Items listed in a dataset
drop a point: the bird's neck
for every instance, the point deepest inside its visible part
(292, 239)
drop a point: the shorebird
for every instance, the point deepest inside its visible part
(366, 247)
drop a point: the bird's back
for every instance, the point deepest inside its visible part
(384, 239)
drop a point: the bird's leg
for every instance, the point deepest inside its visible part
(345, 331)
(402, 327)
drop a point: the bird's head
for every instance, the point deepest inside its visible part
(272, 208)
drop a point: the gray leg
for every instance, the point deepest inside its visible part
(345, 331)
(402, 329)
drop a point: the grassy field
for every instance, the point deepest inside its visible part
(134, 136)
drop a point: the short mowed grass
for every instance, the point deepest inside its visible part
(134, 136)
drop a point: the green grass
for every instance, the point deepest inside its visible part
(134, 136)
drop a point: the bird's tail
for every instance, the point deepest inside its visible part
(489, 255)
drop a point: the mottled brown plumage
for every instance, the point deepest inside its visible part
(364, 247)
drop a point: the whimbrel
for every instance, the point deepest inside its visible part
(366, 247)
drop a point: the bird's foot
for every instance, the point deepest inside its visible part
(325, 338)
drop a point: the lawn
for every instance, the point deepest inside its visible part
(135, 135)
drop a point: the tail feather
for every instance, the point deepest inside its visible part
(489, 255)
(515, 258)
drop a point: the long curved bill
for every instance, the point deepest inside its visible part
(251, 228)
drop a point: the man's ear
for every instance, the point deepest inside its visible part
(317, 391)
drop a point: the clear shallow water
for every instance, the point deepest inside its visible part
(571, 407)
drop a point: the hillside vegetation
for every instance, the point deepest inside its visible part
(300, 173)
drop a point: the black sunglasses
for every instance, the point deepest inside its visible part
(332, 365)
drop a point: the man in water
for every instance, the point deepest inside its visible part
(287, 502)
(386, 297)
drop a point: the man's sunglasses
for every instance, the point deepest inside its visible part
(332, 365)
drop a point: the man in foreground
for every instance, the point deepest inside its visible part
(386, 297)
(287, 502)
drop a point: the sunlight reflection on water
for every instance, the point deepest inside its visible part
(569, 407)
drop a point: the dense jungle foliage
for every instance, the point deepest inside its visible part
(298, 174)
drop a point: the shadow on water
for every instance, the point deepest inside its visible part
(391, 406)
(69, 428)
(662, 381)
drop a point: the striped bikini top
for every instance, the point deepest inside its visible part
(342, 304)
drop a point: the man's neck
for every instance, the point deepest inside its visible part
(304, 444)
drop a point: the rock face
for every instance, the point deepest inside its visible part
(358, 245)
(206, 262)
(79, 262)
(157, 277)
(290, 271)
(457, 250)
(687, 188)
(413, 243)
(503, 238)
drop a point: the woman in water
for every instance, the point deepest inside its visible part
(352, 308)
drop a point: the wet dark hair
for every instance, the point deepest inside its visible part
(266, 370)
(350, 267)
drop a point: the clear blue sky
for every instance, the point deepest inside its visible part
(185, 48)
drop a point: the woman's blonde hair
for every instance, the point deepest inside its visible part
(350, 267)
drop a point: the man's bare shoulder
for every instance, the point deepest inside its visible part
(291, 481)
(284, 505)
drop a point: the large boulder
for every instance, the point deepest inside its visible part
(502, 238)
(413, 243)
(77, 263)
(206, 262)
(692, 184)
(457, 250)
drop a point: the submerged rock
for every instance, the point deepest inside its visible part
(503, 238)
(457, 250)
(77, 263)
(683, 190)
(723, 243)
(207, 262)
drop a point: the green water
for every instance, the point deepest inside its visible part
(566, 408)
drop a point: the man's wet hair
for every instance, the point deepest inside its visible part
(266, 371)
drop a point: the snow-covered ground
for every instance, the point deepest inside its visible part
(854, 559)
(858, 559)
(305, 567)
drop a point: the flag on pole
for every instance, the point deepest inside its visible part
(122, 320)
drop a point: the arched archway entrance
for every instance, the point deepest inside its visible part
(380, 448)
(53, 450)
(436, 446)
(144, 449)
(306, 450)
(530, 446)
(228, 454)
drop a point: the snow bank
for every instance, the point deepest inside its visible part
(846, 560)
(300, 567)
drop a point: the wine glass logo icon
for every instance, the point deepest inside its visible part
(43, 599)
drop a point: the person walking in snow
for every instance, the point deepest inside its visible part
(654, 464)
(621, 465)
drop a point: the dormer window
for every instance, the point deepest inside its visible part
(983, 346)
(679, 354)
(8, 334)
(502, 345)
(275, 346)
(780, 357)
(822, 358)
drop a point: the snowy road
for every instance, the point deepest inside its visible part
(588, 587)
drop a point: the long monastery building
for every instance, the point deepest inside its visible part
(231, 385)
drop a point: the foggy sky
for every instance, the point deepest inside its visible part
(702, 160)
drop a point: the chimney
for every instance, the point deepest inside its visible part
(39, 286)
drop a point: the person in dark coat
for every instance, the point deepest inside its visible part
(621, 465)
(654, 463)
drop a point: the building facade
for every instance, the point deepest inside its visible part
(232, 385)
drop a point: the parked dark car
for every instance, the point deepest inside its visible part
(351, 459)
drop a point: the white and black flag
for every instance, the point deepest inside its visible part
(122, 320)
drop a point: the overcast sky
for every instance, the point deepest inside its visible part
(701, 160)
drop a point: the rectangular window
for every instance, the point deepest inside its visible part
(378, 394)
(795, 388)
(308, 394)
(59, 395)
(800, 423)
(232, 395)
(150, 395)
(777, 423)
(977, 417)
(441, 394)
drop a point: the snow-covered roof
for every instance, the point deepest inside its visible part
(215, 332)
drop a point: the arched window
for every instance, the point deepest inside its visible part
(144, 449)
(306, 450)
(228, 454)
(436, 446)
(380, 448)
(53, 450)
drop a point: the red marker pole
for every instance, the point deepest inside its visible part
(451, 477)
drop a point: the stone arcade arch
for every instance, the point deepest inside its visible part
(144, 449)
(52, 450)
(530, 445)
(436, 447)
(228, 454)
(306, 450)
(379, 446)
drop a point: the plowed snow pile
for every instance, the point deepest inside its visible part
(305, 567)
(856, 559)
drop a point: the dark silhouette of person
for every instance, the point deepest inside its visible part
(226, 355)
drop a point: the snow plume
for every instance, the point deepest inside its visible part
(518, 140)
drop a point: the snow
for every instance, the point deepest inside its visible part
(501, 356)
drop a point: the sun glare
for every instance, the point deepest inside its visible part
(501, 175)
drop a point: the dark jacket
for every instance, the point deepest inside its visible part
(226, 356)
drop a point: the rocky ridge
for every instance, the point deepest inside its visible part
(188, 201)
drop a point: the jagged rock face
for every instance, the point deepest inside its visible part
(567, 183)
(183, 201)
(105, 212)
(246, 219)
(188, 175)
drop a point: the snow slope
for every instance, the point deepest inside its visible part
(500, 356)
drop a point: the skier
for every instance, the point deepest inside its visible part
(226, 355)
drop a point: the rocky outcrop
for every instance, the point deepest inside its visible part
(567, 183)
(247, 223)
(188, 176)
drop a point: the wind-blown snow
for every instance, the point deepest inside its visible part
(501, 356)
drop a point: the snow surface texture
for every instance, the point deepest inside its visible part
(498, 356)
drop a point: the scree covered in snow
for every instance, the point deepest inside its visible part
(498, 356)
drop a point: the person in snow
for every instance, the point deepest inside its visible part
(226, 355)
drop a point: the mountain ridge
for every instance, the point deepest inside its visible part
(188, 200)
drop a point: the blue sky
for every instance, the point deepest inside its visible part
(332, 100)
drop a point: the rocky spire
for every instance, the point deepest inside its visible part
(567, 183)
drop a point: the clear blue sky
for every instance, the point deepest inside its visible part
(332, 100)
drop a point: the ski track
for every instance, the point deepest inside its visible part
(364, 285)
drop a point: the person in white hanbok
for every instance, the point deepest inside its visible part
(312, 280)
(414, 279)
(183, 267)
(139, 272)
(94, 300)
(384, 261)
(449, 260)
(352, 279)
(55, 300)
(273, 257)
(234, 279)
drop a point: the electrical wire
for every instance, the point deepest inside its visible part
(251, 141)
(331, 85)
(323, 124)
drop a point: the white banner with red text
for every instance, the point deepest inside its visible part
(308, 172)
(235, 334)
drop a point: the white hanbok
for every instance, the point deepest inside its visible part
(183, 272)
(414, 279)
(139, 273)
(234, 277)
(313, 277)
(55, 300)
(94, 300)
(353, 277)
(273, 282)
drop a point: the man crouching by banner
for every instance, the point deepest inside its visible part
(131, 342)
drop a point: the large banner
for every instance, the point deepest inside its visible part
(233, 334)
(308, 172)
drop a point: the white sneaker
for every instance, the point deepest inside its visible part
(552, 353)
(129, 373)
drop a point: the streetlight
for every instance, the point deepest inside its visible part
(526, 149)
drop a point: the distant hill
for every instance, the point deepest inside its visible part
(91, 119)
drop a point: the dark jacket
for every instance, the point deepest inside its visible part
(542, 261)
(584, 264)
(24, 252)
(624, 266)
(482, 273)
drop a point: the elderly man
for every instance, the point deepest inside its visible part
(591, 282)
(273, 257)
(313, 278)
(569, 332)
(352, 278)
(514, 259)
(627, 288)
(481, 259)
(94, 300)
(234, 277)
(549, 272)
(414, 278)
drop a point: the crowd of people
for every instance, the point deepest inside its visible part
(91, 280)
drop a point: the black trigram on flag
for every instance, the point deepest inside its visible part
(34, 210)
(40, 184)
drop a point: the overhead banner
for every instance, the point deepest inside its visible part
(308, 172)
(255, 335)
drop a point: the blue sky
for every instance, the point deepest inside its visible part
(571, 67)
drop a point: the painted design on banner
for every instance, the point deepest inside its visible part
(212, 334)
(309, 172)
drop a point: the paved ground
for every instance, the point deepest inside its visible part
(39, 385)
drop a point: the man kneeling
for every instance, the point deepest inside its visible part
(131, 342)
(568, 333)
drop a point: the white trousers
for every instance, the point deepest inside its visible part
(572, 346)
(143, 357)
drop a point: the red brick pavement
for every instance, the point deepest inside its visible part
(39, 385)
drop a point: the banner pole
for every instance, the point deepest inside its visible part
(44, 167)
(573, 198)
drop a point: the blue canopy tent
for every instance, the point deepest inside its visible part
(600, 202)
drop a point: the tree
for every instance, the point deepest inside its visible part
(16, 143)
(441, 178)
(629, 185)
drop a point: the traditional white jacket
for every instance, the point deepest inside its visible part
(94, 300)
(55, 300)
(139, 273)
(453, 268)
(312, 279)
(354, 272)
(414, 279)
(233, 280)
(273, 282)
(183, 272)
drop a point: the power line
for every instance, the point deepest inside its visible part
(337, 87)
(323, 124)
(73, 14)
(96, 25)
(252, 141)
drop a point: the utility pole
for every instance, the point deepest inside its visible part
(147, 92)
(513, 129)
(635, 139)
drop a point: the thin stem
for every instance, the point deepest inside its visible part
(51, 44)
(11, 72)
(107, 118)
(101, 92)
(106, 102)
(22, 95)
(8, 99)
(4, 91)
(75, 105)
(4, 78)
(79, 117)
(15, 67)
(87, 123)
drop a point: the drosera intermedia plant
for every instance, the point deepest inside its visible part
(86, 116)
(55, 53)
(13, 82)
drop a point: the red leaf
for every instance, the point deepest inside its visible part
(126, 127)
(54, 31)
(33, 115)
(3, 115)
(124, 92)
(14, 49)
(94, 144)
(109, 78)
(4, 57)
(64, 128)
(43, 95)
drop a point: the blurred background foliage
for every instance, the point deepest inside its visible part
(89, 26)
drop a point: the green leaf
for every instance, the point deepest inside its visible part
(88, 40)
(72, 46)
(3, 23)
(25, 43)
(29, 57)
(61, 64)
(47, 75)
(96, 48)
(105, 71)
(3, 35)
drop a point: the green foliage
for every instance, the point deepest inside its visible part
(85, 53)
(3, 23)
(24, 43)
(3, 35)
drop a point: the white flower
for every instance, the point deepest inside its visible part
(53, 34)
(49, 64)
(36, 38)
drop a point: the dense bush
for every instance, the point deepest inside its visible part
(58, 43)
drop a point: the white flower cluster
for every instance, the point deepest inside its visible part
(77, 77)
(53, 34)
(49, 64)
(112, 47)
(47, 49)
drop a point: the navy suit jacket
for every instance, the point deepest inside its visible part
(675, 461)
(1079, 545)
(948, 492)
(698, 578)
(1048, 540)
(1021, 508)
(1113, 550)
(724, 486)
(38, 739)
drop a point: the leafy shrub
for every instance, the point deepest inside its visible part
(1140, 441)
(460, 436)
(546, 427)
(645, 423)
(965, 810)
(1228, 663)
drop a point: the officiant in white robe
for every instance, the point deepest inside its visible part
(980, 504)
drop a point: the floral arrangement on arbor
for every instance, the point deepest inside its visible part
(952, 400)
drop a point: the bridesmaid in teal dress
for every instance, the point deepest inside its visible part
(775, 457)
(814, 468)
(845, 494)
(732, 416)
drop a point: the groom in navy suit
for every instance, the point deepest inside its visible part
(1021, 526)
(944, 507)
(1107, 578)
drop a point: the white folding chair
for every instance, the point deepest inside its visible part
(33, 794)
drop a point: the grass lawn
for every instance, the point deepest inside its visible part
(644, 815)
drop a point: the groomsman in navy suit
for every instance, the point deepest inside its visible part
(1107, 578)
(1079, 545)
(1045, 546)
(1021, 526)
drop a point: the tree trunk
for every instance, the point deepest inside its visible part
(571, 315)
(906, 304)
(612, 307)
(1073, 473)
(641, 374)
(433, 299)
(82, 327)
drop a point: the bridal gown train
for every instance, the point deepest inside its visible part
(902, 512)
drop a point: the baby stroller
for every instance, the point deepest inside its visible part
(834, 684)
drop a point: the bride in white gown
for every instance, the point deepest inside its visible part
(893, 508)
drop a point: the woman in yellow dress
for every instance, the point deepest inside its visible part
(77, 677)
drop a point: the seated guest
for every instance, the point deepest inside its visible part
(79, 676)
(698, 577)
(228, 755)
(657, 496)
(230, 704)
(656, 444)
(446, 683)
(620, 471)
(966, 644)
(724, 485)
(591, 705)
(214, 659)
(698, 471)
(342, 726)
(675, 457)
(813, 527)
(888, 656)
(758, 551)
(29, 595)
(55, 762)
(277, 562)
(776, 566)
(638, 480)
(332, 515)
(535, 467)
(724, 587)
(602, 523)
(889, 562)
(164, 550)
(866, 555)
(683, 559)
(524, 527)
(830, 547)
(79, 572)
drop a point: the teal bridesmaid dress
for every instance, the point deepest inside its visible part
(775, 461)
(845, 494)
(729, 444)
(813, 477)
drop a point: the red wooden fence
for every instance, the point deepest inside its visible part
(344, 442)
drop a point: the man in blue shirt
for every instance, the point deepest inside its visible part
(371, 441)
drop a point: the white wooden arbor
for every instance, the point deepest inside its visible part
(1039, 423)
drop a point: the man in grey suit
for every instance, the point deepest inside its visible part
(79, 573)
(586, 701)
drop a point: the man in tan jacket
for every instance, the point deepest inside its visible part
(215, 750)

TASK: From the records above, transcribe without alteration every line from the one with "drop a point: the utility pole" to the one with "drop a point: the blurred background foliage", inclusive.

RESPONSE BOX:
drop a point: the utility pole
for every instance, the point deepest inside its visible part
(147, 92)
(513, 129)
(635, 139)
drop a point: the thin stem
for every instance, the point deepest inside its visible part
(51, 44)
(11, 72)
(107, 118)
(101, 92)
(106, 102)
(22, 95)
(8, 99)
(4, 91)
(75, 105)
(4, 78)
(79, 117)
(15, 67)
(87, 123)
drop a point: the drosera intermedia plant
for every instance, the point deepest inside its visible part
(86, 116)
(55, 53)
(13, 82)
drop a point: the red leaf
for every instance, the point deepest inside its visible part
(126, 127)
(54, 31)
(33, 115)
(3, 115)
(124, 92)
(14, 49)
(94, 144)
(109, 78)
(4, 57)
(64, 128)
(43, 95)
drop a point: the blurred background foliage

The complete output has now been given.